==== Data in this exercise ====

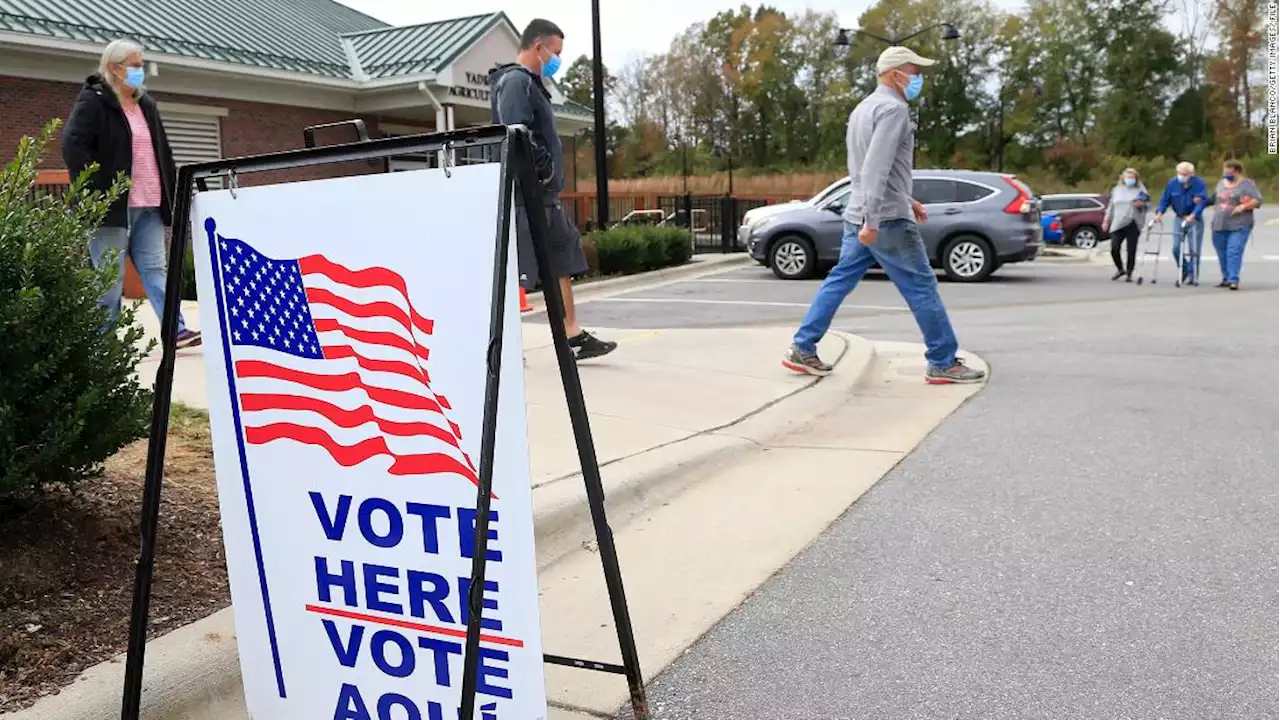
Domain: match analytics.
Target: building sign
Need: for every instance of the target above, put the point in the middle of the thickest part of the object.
(479, 89)
(346, 368)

====

→ **Problem**
The expected result is every record above, word for word, with no pictures in it.

→ **Solution**
Domain: match analytics.
Target: building sign
Need: for every instance of the target above, put the point in the middle of the thickest part of the object.
(479, 89)
(346, 368)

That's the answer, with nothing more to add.